Written exercise: Please reproduce the stretch of the records from the line containing "target: short dreadlocked hair" through the line containing "M 354 32 L 354", changing "simplified" to "reduced" and keeping everything else the same.

Excerpts from segmentation records:
--- BEGIN ---

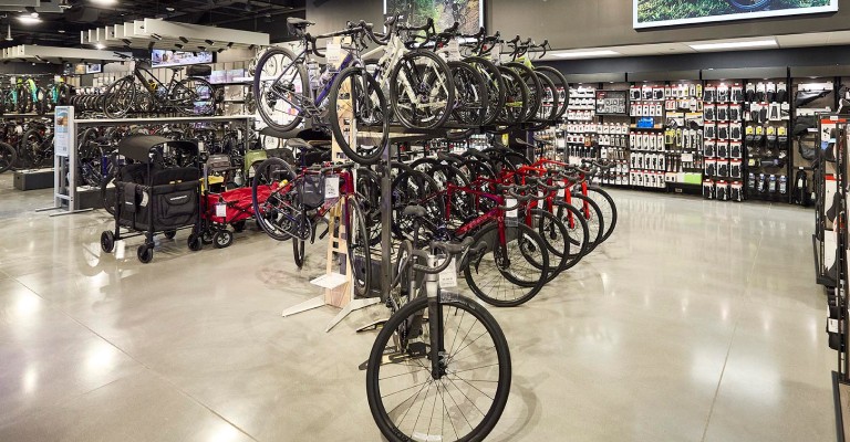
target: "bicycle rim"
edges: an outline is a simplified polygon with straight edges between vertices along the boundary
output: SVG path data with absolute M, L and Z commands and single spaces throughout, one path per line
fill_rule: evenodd
M 433 301 L 436 302 L 436 301 Z M 396 441 L 481 441 L 496 427 L 510 392 L 510 351 L 501 328 L 475 302 L 440 301 L 424 317 L 418 297 L 377 335 L 366 368 L 366 397 L 381 433 Z M 427 320 L 440 320 L 445 351 L 432 351 Z M 411 326 L 412 324 L 412 326 Z M 431 357 L 445 375 L 434 379 Z

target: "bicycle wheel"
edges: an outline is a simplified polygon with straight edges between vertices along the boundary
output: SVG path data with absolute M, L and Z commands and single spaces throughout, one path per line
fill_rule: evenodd
M 528 105 L 522 114 L 521 120 L 528 122 L 535 118 L 537 109 L 540 108 L 542 99 L 542 85 L 535 71 L 522 63 L 506 63 L 505 67 L 516 72 L 528 87 Z
M 439 55 L 428 51 L 406 53 L 390 76 L 393 113 L 404 126 L 434 129 L 452 116 L 455 86 L 452 72 Z
M 17 159 L 18 152 L 14 151 L 14 147 L 0 141 L 0 173 L 11 169 Z
M 549 257 L 551 259 L 551 271 L 548 281 L 554 280 L 567 269 L 570 260 L 570 234 L 567 227 L 558 217 L 541 209 L 531 209 L 531 227 L 537 230 L 540 238 L 543 239 Z
M 496 123 L 504 125 L 521 123 L 529 107 L 528 85 L 511 69 L 499 66 L 499 72 L 505 84 L 505 106 L 496 118 Z
M 172 90 L 168 102 L 187 116 L 212 115 L 216 110 L 212 85 L 195 76 L 180 80 Z
M 133 108 L 136 86 L 133 77 L 124 77 L 111 84 L 103 94 L 103 112 L 110 118 L 122 118 Z
M 464 277 L 476 296 L 497 307 L 514 307 L 535 297 L 547 282 L 549 252 L 530 227 L 505 227 L 505 244 L 493 222 L 475 233 L 483 253 L 469 260 Z
M 361 165 L 377 162 L 390 139 L 388 107 L 381 85 L 362 67 L 348 67 L 333 81 L 329 103 L 331 131 L 342 151 Z M 357 130 L 350 143 L 352 124 Z
M 579 209 L 584 221 L 588 222 L 590 242 L 588 243 L 587 253 L 590 253 L 602 242 L 602 235 L 605 233 L 605 219 L 602 217 L 599 206 L 583 194 L 573 194 L 572 203 Z
M 597 186 L 588 187 L 587 197 L 597 203 L 600 213 L 602 213 L 602 219 L 605 220 L 605 231 L 602 234 L 602 241 L 604 242 L 611 236 L 616 227 L 616 204 L 611 194 Z
M 345 245 L 349 249 L 349 262 L 352 269 L 354 295 L 369 294 L 372 282 L 372 252 L 370 232 L 363 208 L 354 196 L 345 199 Z
M 260 228 L 278 241 L 292 238 L 294 222 L 302 213 L 296 185 L 296 173 L 280 158 L 262 161 L 253 175 L 253 215 Z
M 510 350 L 498 323 L 471 299 L 443 297 L 435 306 L 427 297 L 405 304 L 372 346 L 366 398 L 391 442 L 481 441 L 508 401 Z M 443 336 L 431 336 L 431 320 Z M 436 375 L 433 357 L 442 358 Z
M 552 66 L 535 66 L 535 72 L 542 73 L 554 83 L 554 92 L 558 94 L 558 110 L 554 114 L 554 120 L 559 120 L 570 104 L 570 84 L 567 83 L 567 77 L 561 74 L 561 71 Z
M 253 96 L 260 117 L 272 129 L 289 131 L 303 120 L 310 101 L 307 69 L 286 48 L 268 49 L 257 62 Z
M 487 84 L 476 69 L 464 62 L 448 62 L 452 83 L 455 85 L 453 119 L 463 129 L 448 130 L 448 138 L 466 138 L 480 127 L 487 115 Z
M 478 71 L 487 85 L 488 105 L 481 125 L 490 125 L 496 120 L 505 106 L 505 81 L 499 69 L 487 59 L 470 56 L 464 59 L 464 61 Z
M 563 270 L 570 269 L 578 264 L 579 261 L 588 253 L 590 248 L 590 230 L 588 229 L 588 222 L 581 214 L 579 209 L 576 209 L 572 204 L 568 204 L 563 201 L 556 202 L 556 207 L 552 208 L 553 214 L 561 220 L 563 227 L 567 229 L 567 234 L 570 241 L 570 251 Z

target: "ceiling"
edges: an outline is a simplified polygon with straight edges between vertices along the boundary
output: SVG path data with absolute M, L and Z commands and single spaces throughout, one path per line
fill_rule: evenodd
M 97 0 L 2 0 L 0 29 L 4 36 L 11 25 L 12 41 L 0 39 L 0 48 L 79 48 L 81 31 L 145 18 L 266 32 L 279 42 L 289 36 L 281 21 L 288 15 L 303 18 L 304 7 L 305 0 L 115 0 L 111 6 Z M 40 23 L 18 19 L 32 12 L 39 13 Z
M 765 43 L 773 41 L 774 44 L 746 46 L 747 43 Z M 724 48 L 723 45 L 742 44 L 738 48 Z M 722 45 L 715 49 L 694 49 L 692 45 Z M 850 31 L 817 32 L 789 35 L 765 35 L 750 36 L 746 39 L 722 39 L 708 41 L 692 41 L 677 43 L 654 43 L 654 44 L 634 44 L 628 46 L 608 46 L 608 48 L 588 48 L 564 51 L 551 51 L 547 53 L 545 60 L 587 60 L 605 59 L 621 56 L 646 56 L 646 55 L 670 55 L 685 53 L 718 52 L 718 51 L 747 51 L 766 49 L 789 49 L 789 48 L 809 48 L 827 45 L 850 45 Z

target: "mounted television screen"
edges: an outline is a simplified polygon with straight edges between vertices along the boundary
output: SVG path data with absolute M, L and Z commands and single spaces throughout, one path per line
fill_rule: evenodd
M 484 25 L 485 0 L 384 0 L 384 15 L 402 14 L 413 25 L 422 25 L 434 19 L 434 27 L 442 31 L 460 23 L 460 32 L 474 34 Z
M 183 66 L 185 64 L 212 63 L 211 52 L 183 52 L 164 49 L 151 51 L 151 65 L 154 67 Z
M 634 28 L 838 11 L 838 0 L 633 0 Z

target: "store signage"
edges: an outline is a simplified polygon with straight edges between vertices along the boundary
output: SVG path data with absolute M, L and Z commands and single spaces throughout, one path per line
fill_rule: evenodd
M 838 0 L 632 0 L 635 29 L 838 11 Z

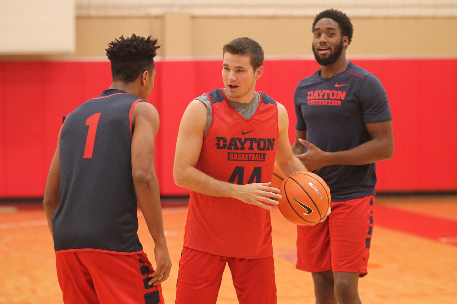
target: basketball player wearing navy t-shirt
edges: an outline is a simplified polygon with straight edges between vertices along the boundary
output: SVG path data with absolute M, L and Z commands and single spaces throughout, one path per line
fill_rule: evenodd
M 393 153 L 385 90 L 376 76 L 346 59 L 352 32 L 341 11 L 316 16 L 312 48 L 320 69 L 300 82 L 294 95 L 292 149 L 332 194 L 328 220 L 298 226 L 297 267 L 312 273 L 317 303 L 361 303 L 358 278 L 367 273 L 375 163 Z
M 164 303 L 171 266 L 154 169 L 157 39 L 109 44 L 113 82 L 65 119 L 43 203 L 65 303 Z M 137 204 L 155 245 L 154 271 L 138 239 Z

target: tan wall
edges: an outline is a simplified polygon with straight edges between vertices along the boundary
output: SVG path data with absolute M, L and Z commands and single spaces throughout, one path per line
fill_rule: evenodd
M 258 41 L 267 56 L 311 56 L 313 19 L 196 17 L 181 12 L 156 17 L 80 17 L 76 21 L 76 52 L 66 57 L 104 57 L 108 43 L 134 32 L 158 38 L 162 45 L 158 54 L 165 59 L 217 57 L 223 44 L 243 36 Z M 354 34 L 348 57 L 457 56 L 457 18 L 351 20 Z

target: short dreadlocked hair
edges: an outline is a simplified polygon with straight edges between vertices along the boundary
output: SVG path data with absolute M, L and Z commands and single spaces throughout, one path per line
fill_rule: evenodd
M 128 38 L 122 36 L 108 44 L 105 50 L 111 62 L 113 81 L 129 83 L 144 71 L 155 68 L 154 57 L 160 46 L 156 45 L 157 39 L 152 40 L 151 37 L 145 38 L 135 34 Z
M 222 56 L 225 53 L 233 55 L 248 55 L 250 57 L 251 65 L 255 71 L 263 65 L 263 49 L 256 41 L 247 37 L 237 38 L 222 48 Z
M 354 32 L 354 28 L 352 27 L 352 23 L 351 22 L 351 19 L 345 14 L 340 11 L 333 9 L 321 11 L 316 15 L 316 17 L 314 18 L 314 22 L 313 22 L 312 32 L 314 32 L 316 23 L 323 18 L 329 18 L 335 20 L 338 24 L 340 28 L 341 29 L 342 35 L 347 36 L 349 38 L 349 41 L 348 44 L 351 44 L 351 41 L 352 40 L 352 32 Z

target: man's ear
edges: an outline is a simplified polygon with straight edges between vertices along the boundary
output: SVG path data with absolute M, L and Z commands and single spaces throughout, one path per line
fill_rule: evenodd
M 262 74 L 263 74 L 263 66 L 261 65 L 255 70 L 255 80 L 260 78 Z
M 146 85 L 146 80 L 148 79 L 148 75 L 149 72 L 147 70 L 143 72 L 143 74 L 141 75 L 141 84 L 143 85 Z

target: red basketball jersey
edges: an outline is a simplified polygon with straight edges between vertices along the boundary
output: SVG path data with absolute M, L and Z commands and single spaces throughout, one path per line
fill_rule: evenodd
M 221 89 L 207 95 L 213 118 L 197 169 L 239 184 L 271 181 L 278 132 L 275 101 L 260 93 L 256 111 L 246 120 Z M 261 258 L 273 254 L 269 210 L 191 192 L 185 246 L 218 256 Z

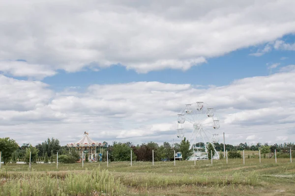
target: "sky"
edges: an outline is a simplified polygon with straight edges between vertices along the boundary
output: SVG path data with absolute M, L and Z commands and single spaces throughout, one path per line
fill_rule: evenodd
M 0 0 L 0 137 L 179 142 L 203 101 L 220 143 L 294 142 L 295 1 L 213 1 Z

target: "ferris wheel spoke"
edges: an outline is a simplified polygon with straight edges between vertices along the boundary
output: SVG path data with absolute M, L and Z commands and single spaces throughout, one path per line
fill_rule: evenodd
M 186 104 L 181 109 L 180 114 L 178 121 L 182 122 L 177 125 L 177 127 L 181 128 L 180 131 L 183 133 L 181 138 L 184 137 L 185 133 L 189 134 L 188 140 L 192 147 L 197 146 L 196 143 L 198 141 L 200 144 L 201 141 L 204 142 L 204 147 L 200 146 L 198 149 L 205 149 L 207 155 L 204 155 L 203 154 L 202 155 L 201 153 L 197 156 L 200 156 L 200 159 L 208 159 L 206 144 L 208 142 L 212 143 L 216 140 L 215 139 L 218 134 L 214 133 L 220 127 L 218 117 L 215 110 L 203 102 L 196 102 Z M 177 131 L 179 132 L 178 130 Z M 212 140 L 209 139 L 211 136 Z M 216 151 L 215 147 L 214 151 Z M 195 154 L 194 154 L 194 156 L 196 156 Z M 214 155 L 214 157 L 219 158 L 218 153 L 216 154 L 217 156 Z

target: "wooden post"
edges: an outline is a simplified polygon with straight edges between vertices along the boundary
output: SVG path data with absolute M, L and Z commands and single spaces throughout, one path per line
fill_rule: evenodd
M 213 165 L 213 155 L 212 154 L 212 150 L 211 150 L 211 165 Z
M 175 166 L 175 150 L 174 150 L 174 166 Z
M 276 149 L 274 149 L 274 157 L 275 158 L 275 163 L 276 163 Z
M 109 167 L 109 151 L 107 151 L 107 167 Z
M 224 137 L 224 132 L 223 132 L 223 155 L 225 156 L 225 138 Z
M 84 154 L 83 153 L 83 149 L 82 149 L 82 168 L 84 167 Z
M 57 170 L 59 169 L 59 152 L 57 152 Z
M 0 157 L 0 162 L 1 161 L 1 158 Z M 291 147 L 290 147 L 290 163 L 292 163 L 292 150 L 291 150 Z M 1 167 L 0 166 L 0 168 Z
M 152 150 L 152 165 L 153 165 L 153 150 Z
M 245 165 L 245 152 L 243 150 L 243 164 Z
M 29 166 L 30 169 L 30 157 L 31 157 L 31 151 L 30 151 L 30 165 Z

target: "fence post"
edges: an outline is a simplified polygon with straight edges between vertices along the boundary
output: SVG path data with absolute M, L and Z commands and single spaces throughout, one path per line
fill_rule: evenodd
M 245 152 L 243 150 L 243 164 L 245 165 Z
M 213 156 L 212 154 L 212 150 L 211 150 L 211 165 L 213 165 Z
M 84 153 L 82 149 L 82 168 L 84 167 Z
M 225 156 L 225 139 L 224 137 L 224 132 L 223 132 L 223 155 Z
M 174 150 L 174 166 L 175 166 L 175 150 Z
M 57 152 L 57 170 L 59 169 L 59 152 Z
M 29 168 L 30 170 L 30 156 L 31 156 L 31 151 L 30 151 L 30 165 L 29 165 Z
M 196 154 L 195 154 L 195 146 L 194 146 L 194 158 L 195 161 L 195 165 L 196 165 Z
M 153 165 L 153 150 L 152 150 L 152 165 Z
M 1 158 L 0 158 L 0 160 L 1 160 Z M 291 147 L 290 147 L 290 163 L 292 163 L 292 151 L 291 150 Z M 1 167 L 0 167 L 0 168 L 1 168 Z
M 275 158 L 275 163 L 276 163 L 276 149 L 274 149 L 274 157 Z

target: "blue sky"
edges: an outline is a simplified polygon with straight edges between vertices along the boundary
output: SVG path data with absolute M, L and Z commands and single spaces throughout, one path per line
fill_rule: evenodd
M 288 35 L 282 40 L 293 44 L 295 42 L 295 36 Z M 122 66 L 113 65 L 97 72 L 89 69 L 73 73 L 59 71 L 58 74 L 45 78 L 43 81 L 58 91 L 71 86 L 84 88 L 92 84 L 153 81 L 206 87 L 210 85 L 223 86 L 238 79 L 268 75 L 277 72 L 280 67 L 294 63 L 295 56 L 293 51 L 274 50 L 259 57 L 249 55 L 258 49 L 264 48 L 265 45 L 261 44 L 241 49 L 221 56 L 209 58 L 206 63 L 186 71 L 168 69 L 139 74 L 133 70 L 127 70 Z M 280 65 L 271 71 L 269 66 L 275 63 Z
M 259 132 L 295 127 L 295 1 L 74 1 L 0 7 L 0 137 L 161 144 L 204 101 L 227 143 L 295 140 Z

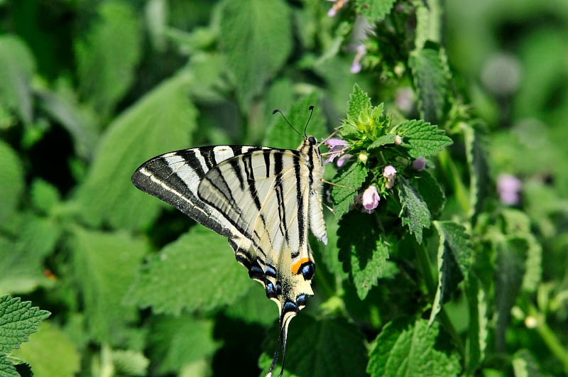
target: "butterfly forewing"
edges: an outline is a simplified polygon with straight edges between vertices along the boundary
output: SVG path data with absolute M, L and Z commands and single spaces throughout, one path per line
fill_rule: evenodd
M 322 175 L 309 137 L 295 151 L 219 146 L 166 153 L 143 164 L 132 182 L 229 239 L 237 261 L 278 306 L 284 350 L 290 320 L 313 294 L 308 227 L 327 241 Z

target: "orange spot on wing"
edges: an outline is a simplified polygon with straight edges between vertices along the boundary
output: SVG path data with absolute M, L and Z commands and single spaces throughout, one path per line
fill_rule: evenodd
M 309 262 L 310 259 L 307 258 L 302 258 L 295 263 L 292 265 L 292 273 L 296 274 L 297 273 L 298 270 L 300 270 L 300 267 L 306 262 Z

--- END ---

Exercise solution:
target: short dreadlocked hair
edges: an outline is a reduced polygon with straight edges between vertices along the boundary
output: SVG path data with absolute M, L and Z commands and single spaces throughout, one path per line
fill_rule: evenodd
M 128 38 L 122 36 L 108 44 L 105 50 L 111 62 L 113 81 L 129 83 L 144 71 L 155 68 L 154 57 L 160 46 L 156 45 L 157 39 L 152 40 L 151 37 L 145 38 L 135 34 Z
M 222 56 L 225 53 L 233 55 L 248 55 L 250 57 L 251 65 L 255 71 L 263 65 L 263 49 L 256 41 L 247 37 L 237 38 L 222 48 Z
M 354 32 L 354 28 L 352 27 L 352 23 L 351 22 L 351 19 L 345 14 L 340 11 L 333 9 L 321 11 L 316 15 L 316 17 L 314 18 L 314 22 L 313 22 L 312 32 L 314 32 L 316 23 L 323 18 L 329 18 L 335 20 L 338 24 L 340 28 L 341 29 L 342 35 L 347 36 L 349 38 L 349 41 L 348 44 L 351 44 L 351 41 L 352 40 L 352 32 Z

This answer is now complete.